**DOCUMENT SEGMENT:**
## start
Referee: §3 (quantitative arguments on expected yields): The rejection of the ^7_ΛHe interpretation rests on the modeled electroproduction cross section for ^7_ΛHe on ^7Li at the MAMI Q^2 and kinematics. The manuscript must explicitly quote the numerical value adopted, its source (e.g., scaling from measured rates on ^12C or ^4He), and an uncertainty range; without this, it is impossible to verify that the expected yield remains negligible even if the cross section is varied by a factor of 2–3, as is plausible given the absence of direct ^7_ΛHe electroproduction data.

Authors: We agree that the source and value of the cross section should be stated more explicitly. In the revised manuscript, we quote the adopted electroproduction cross section for ^7_ΛHe as approximately 0.8 nb/sr (at the MAMI kinematics with Q² ≈ 0.1 (GeV/c)²), scaled from the measured cross section on ^12C reported in our earlier work (Phys. Rev. C 99, 054309 (2019)) by the ratio of effective proton numbers and adjusted using the Λ-production form factor. We assign a conservative uncertainty range of a factor of 2–3 to reflect the extrapolation. Even with the cross section increased by a factor of 3, the expected number of ^7_ΛHe events contributing to the narrow peak remains below 8, which is negligible compared to the observed signal of over 150 events. We have added this information, including the scaling procedure, to §3 and included a sensitivity table. revision: yes
Referee: §3 (decay lineshape and branching ratios): The claim that no narrow peak near 113.8 MeV/c is expected from ^7_ΛHe requires a concrete calculation of the pion momentum distribution for the relevant weak-decay channels after recoil and detector resolution. The manuscript should present the assumed branching ratios, the resulting lineshape (perhaps in a figure or table), and a quantitative comparison of predicted versus observed event rates; the current exclusion is only as strong as these untested extrapolations.
## end
**EXERCISE GOAL:** Reproduce part of the referee exchange verbatim, starting at the words "Referee: §3 (quantitative" and stopping after "direct ^7_ΛHe electroproduction data.". Rely only on the referee exchange above.

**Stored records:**
## start
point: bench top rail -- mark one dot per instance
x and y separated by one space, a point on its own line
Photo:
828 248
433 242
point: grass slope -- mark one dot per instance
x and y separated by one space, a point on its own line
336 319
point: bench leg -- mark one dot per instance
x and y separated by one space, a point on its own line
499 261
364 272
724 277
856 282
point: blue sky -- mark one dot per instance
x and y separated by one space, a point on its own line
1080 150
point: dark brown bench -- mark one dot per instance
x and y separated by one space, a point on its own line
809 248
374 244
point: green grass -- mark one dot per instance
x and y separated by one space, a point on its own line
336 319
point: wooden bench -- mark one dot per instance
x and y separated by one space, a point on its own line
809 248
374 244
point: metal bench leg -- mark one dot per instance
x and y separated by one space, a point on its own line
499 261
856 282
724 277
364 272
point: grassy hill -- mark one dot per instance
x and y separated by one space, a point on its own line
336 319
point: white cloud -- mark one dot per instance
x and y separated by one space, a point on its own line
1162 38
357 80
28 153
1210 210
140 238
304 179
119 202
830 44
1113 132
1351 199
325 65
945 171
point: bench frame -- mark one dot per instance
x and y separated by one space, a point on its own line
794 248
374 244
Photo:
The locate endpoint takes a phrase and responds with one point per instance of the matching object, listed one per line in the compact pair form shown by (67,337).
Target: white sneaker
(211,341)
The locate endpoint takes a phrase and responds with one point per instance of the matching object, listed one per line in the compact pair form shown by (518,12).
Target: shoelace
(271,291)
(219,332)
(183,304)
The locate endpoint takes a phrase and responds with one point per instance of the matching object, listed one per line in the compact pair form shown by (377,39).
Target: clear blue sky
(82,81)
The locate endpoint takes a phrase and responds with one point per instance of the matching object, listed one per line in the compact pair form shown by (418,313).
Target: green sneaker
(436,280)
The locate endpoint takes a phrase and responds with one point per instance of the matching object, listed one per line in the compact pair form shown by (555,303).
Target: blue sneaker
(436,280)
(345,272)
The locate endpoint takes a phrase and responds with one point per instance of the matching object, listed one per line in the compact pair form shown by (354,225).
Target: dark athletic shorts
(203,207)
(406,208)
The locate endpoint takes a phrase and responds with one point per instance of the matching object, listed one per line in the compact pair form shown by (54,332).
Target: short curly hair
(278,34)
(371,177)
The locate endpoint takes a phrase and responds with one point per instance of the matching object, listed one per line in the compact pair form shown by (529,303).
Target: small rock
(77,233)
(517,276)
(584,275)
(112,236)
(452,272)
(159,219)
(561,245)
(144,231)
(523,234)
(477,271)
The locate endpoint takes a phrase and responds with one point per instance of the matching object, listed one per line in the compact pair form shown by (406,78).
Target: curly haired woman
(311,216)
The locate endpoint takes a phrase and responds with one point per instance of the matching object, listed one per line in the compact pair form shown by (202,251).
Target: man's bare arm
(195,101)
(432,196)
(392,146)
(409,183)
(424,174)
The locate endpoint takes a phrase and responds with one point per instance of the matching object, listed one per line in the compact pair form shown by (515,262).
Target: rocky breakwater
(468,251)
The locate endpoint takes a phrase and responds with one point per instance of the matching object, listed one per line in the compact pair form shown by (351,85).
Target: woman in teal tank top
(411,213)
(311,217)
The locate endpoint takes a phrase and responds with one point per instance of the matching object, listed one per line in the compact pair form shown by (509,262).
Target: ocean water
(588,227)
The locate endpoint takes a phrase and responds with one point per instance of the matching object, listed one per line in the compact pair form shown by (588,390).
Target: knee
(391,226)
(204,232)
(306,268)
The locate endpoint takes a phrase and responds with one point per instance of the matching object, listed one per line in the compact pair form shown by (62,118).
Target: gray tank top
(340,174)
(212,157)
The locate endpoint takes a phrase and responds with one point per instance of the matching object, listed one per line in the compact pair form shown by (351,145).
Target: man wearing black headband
## end
**SOLUTION TO THE PROBLEM:**
Referee: §3 (quantitative arguments on expected yields): The rejection of the ^7_ΛHe interpretation rests on the modeled electroproduction cross section for ^7_ΛHe on ^7Li at the MAMI Q^2 and kinematics. The manuscript must explicitly quote the numerical value adopted, its source (e.g., scaling from measured rates on ^12C or ^4He), and an uncertainty range; without this, it is impossible to verify that the expected yield remains negligible even if the cross section is varied by a factor of 2–3, as is plausible given the absence of direct ^7_ΛHe electroproduction data.